-- TO BE DONE --
Retype all of the entries word for word.

--- Start of TASK INPUTS ---

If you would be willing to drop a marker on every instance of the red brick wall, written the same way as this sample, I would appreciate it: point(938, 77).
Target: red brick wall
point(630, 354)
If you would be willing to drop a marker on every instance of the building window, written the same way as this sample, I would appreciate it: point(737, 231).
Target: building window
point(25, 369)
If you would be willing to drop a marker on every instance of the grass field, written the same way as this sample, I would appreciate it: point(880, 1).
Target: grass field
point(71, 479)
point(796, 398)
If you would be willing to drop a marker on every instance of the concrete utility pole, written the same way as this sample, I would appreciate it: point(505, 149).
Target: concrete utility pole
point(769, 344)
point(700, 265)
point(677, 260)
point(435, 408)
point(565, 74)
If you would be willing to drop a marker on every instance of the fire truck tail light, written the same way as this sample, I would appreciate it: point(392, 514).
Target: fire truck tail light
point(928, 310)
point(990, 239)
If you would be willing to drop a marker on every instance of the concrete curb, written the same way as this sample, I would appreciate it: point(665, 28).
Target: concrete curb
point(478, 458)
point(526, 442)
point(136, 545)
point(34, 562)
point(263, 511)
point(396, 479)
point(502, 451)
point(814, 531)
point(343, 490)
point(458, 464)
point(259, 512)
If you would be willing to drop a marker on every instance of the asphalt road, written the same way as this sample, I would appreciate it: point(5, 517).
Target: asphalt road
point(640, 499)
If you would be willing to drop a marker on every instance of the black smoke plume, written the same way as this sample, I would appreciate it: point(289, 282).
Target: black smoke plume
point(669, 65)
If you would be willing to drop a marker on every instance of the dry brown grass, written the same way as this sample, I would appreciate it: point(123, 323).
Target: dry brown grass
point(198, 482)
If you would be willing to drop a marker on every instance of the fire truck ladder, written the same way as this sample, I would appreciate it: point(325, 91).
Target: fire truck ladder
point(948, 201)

--- End of TASK INPUTS ---

-- SOLUTION TO THE PROBLEM --
If you would be willing to drop a marker on every instance of the red brick wall, written the same way as this sample, I would appreciate it: point(938, 77).
Target: red brick wall
point(630, 354)
If you would be willing to drop a marker on every instance of the building window, written the same way as this sample, I would appreciate it: point(737, 231).
Target: building window
point(25, 369)
If you would be willing to drop a marker on every instance of the grass field, written the same way as this sample, I would appreciate it: point(880, 1).
Target: grass field
point(71, 479)
point(796, 398)
If you would be willing to drop a marker on every instance of the concrete utility pole, written the same way as this sample, I would appreciate it: point(505, 149).
Target: concrete utility pole
point(769, 344)
point(700, 265)
point(677, 260)
point(435, 408)
point(565, 74)
If you would be willing to drop a marker on every instance of the fire truck tail light, written the same way as this sample, I would appreciate it: point(392, 514).
Target: fire truck tail light
point(928, 310)
point(990, 239)
If you would be willing to drop a marker on every instance of the concrete curb, written the same way as this sample, I would appreciate it: point(665, 28).
Target: concrete curb
point(478, 458)
point(526, 442)
point(136, 545)
point(34, 562)
point(263, 511)
point(396, 479)
point(502, 451)
point(814, 531)
point(343, 490)
point(458, 464)
point(259, 512)
If you would be willing to drop a marker on every instance of the asphalt road, written the same way as this sample, I would appreciate it: point(5, 517).
Target: asphalt road
point(640, 499)
If you would be willing to drop a marker on every instance of the black smoke plume, written the same way as this sample, I would appreciate it: point(289, 282).
Target: black smoke plume
point(669, 65)
If you would be willing to drop a marker on every instance of the dry brown grass, written the same way as this sample, I would appreciate it: point(123, 323).
Target: dry brown grass
point(198, 482)
If you would be willing to drop a marker on every instance of the fire truck ladder, written the same way as this sample, I would appreciate it: point(325, 91).
Target: fire truck ladder
point(948, 201)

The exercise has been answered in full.